→ Requirement
All of the data beneath this instruction is to be transcribed word for word.

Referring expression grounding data
▼

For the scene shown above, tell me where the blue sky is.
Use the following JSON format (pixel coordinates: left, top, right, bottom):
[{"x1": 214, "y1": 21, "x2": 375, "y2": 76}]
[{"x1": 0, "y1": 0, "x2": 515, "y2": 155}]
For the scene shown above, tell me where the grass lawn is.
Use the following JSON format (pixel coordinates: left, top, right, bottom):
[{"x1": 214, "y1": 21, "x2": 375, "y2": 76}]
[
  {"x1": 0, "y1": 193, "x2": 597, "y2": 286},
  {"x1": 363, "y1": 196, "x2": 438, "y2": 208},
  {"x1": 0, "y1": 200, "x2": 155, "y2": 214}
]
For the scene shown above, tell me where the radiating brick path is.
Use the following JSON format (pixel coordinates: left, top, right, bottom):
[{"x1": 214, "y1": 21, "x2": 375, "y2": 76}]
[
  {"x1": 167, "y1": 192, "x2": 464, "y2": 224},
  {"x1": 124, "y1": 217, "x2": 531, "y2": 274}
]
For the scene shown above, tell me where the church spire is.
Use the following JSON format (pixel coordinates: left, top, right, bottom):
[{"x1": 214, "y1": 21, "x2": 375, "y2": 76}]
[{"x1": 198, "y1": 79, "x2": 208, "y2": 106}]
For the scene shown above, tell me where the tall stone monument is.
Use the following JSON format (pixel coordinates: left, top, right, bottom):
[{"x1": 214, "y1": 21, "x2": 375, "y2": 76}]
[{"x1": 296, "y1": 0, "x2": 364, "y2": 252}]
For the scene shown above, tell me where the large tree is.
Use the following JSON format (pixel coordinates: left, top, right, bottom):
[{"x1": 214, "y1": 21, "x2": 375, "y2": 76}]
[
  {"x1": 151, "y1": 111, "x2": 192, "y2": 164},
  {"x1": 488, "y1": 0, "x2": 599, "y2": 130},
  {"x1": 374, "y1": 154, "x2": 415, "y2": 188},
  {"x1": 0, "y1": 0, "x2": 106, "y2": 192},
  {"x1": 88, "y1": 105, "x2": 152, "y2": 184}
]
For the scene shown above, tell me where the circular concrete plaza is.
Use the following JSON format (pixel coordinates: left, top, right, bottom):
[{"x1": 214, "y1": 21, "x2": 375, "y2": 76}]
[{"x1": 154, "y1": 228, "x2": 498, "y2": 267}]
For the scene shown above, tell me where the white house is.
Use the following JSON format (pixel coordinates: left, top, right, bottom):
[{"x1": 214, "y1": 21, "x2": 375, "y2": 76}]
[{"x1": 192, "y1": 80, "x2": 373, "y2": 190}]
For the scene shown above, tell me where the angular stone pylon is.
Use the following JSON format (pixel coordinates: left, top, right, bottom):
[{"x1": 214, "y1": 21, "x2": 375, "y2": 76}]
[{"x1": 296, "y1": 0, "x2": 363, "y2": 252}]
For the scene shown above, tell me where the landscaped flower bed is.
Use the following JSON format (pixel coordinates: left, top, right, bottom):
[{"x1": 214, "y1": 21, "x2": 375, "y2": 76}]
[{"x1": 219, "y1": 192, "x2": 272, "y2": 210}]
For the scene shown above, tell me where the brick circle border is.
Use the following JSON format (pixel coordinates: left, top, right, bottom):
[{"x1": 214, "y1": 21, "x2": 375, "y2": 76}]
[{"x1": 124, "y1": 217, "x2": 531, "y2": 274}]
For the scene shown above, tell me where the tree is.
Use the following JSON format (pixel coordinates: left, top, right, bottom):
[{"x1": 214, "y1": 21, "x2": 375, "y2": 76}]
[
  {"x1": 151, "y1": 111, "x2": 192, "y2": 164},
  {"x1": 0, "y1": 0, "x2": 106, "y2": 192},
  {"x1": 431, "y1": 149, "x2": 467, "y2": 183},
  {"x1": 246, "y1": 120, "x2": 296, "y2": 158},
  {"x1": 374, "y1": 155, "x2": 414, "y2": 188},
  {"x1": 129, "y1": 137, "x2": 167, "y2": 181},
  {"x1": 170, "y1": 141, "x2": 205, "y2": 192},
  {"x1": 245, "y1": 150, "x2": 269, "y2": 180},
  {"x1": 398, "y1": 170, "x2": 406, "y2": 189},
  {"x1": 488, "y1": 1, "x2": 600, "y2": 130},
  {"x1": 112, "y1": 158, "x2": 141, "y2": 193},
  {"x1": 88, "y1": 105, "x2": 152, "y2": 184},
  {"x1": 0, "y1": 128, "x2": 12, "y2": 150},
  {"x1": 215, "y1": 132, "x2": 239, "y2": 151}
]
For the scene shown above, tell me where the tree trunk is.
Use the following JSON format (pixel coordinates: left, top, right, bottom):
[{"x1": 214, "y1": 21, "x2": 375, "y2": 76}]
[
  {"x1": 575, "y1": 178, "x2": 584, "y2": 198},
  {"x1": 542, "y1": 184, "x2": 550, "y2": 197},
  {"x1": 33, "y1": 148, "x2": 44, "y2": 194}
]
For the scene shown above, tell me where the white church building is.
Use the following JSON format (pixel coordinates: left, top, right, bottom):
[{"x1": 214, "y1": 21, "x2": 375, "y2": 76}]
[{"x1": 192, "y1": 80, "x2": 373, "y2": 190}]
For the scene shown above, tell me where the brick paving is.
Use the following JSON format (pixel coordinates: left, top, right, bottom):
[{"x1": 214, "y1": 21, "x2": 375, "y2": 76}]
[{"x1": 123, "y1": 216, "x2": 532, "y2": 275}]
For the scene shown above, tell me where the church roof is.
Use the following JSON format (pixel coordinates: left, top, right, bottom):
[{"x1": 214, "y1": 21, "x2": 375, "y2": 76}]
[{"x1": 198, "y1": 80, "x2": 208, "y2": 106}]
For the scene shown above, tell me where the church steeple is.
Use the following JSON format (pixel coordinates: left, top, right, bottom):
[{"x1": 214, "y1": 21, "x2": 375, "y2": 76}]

▲

→ Task solution
For the scene shown above, tell me where the blue sky is.
Use the following JSON format (pixel coordinates: left, top, right, bottom):
[{"x1": 214, "y1": 21, "x2": 375, "y2": 76}]
[{"x1": 0, "y1": 0, "x2": 515, "y2": 155}]
For the scene shown above, tell me where the grass lawn is.
Use the following JSON format (pixel coordinates: left, top, right, bottom):
[{"x1": 214, "y1": 21, "x2": 375, "y2": 76}]
[
  {"x1": 0, "y1": 193, "x2": 597, "y2": 286},
  {"x1": 363, "y1": 196, "x2": 438, "y2": 208},
  {"x1": 0, "y1": 200, "x2": 155, "y2": 214}
]
For the scene shown above, tell me where the radiating brick path is.
Use the following JSON format (pixel coordinates: left, top, right, bottom):
[{"x1": 214, "y1": 21, "x2": 375, "y2": 76}]
[
  {"x1": 167, "y1": 192, "x2": 464, "y2": 224},
  {"x1": 124, "y1": 217, "x2": 531, "y2": 274}
]
For the scene shown above, tell me where the church spire is.
Use the following JSON format (pixel coordinates: left, top, right, bottom):
[{"x1": 214, "y1": 21, "x2": 375, "y2": 76}]
[{"x1": 198, "y1": 79, "x2": 208, "y2": 106}]
For the scene shown above, tell me where the tall stone monument is.
Use the following JSON format (pixel coordinates: left, top, right, bottom):
[{"x1": 214, "y1": 21, "x2": 375, "y2": 76}]
[{"x1": 296, "y1": 0, "x2": 364, "y2": 252}]
For the scene shown above, tell me where the large tree is.
Use the following JSON format (pixel coordinates: left, top, right, bottom):
[{"x1": 214, "y1": 21, "x2": 375, "y2": 76}]
[
  {"x1": 151, "y1": 111, "x2": 192, "y2": 164},
  {"x1": 488, "y1": 0, "x2": 599, "y2": 130},
  {"x1": 374, "y1": 154, "x2": 415, "y2": 188},
  {"x1": 0, "y1": 0, "x2": 106, "y2": 192},
  {"x1": 88, "y1": 105, "x2": 152, "y2": 184}
]
For the scene shown above, tell me where the circular concrete plaza is.
Use the following JSON format (pixel coordinates: left, top, right, bottom):
[{"x1": 214, "y1": 21, "x2": 375, "y2": 76}]
[{"x1": 154, "y1": 228, "x2": 498, "y2": 267}]
For the scene shown above, tell me where the white house is.
Use the following JSON format (pixel coordinates: left, top, right, bottom):
[{"x1": 214, "y1": 21, "x2": 375, "y2": 76}]
[{"x1": 192, "y1": 80, "x2": 373, "y2": 190}]
For the scene shown above, tell me where the angular stone pylon is.
Use the following JSON format (pixel coordinates: left, top, right, bottom):
[{"x1": 214, "y1": 21, "x2": 375, "y2": 76}]
[{"x1": 296, "y1": 0, "x2": 363, "y2": 252}]
For the scene shown above, tell me where the landscaped flower bed is.
Use the following JSON format (pixel coordinates: left, top, right, bottom):
[{"x1": 214, "y1": 21, "x2": 375, "y2": 76}]
[{"x1": 219, "y1": 192, "x2": 272, "y2": 210}]
For the scene shown above, tell me where the brick circle border is.
Use the following JSON format (pixel coordinates: left, top, right, bottom):
[{"x1": 214, "y1": 21, "x2": 375, "y2": 76}]
[{"x1": 124, "y1": 217, "x2": 531, "y2": 274}]
For the scene shown above, tell me where the tree is.
Use the following JSON format (pixel coordinates: left, top, right, bottom):
[{"x1": 214, "y1": 21, "x2": 375, "y2": 76}]
[
  {"x1": 151, "y1": 111, "x2": 192, "y2": 164},
  {"x1": 0, "y1": 0, "x2": 106, "y2": 192},
  {"x1": 431, "y1": 149, "x2": 467, "y2": 183},
  {"x1": 246, "y1": 120, "x2": 296, "y2": 158},
  {"x1": 374, "y1": 155, "x2": 414, "y2": 188},
  {"x1": 129, "y1": 137, "x2": 167, "y2": 181},
  {"x1": 170, "y1": 141, "x2": 205, "y2": 192},
  {"x1": 245, "y1": 150, "x2": 269, "y2": 180},
  {"x1": 398, "y1": 170, "x2": 406, "y2": 189},
  {"x1": 488, "y1": 1, "x2": 600, "y2": 130},
  {"x1": 112, "y1": 158, "x2": 141, "y2": 193},
  {"x1": 88, "y1": 105, "x2": 152, "y2": 184},
  {"x1": 0, "y1": 128, "x2": 12, "y2": 150},
  {"x1": 215, "y1": 132, "x2": 239, "y2": 151}
]
For the scene shown above, tell me where the tree trunk is.
Use the following JSON format (pixel coordinates: left, top, right, bottom):
[{"x1": 214, "y1": 21, "x2": 375, "y2": 76}]
[
  {"x1": 575, "y1": 178, "x2": 584, "y2": 198},
  {"x1": 542, "y1": 184, "x2": 550, "y2": 197},
  {"x1": 33, "y1": 148, "x2": 44, "y2": 194}
]
For the scene shown above, tell me where the white church building is.
Use the following JSON format (pixel coordinates: left, top, right, bottom):
[{"x1": 214, "y1": 21, "x2": 375, "y2": 76}]
[{"x1": 192, "y1": 80, "x2": 373, "y2": 190}]
For the scene shown above, tell me where the brick paving is.
Use the following JSON format (pixel coordinates: left, top, right, bottom):
[{"x1": 214, "y1": 21, "x2": 375, "y2": 76}]
[{"x1": 123, "y1": 216, "x2": 532, "y2": 275}]
For the scene shown above, tell me where the church roof is.
Use the following JSON format (pixel coordinates: left, top, right, bottom):
[{"x1": 214, "y1": 21, "x2": 375, "y2": 76}]
[{"x1": 198, "y1": 80, "x2": 208, "y2": 106}]
For the scene shown above, tell me where the church steeple is.
Use the following JSON format (pixel coordinates: left, top, right, bottom):
[{"x1": 214, "y1": 21, "x2": 375, "y2": 76}]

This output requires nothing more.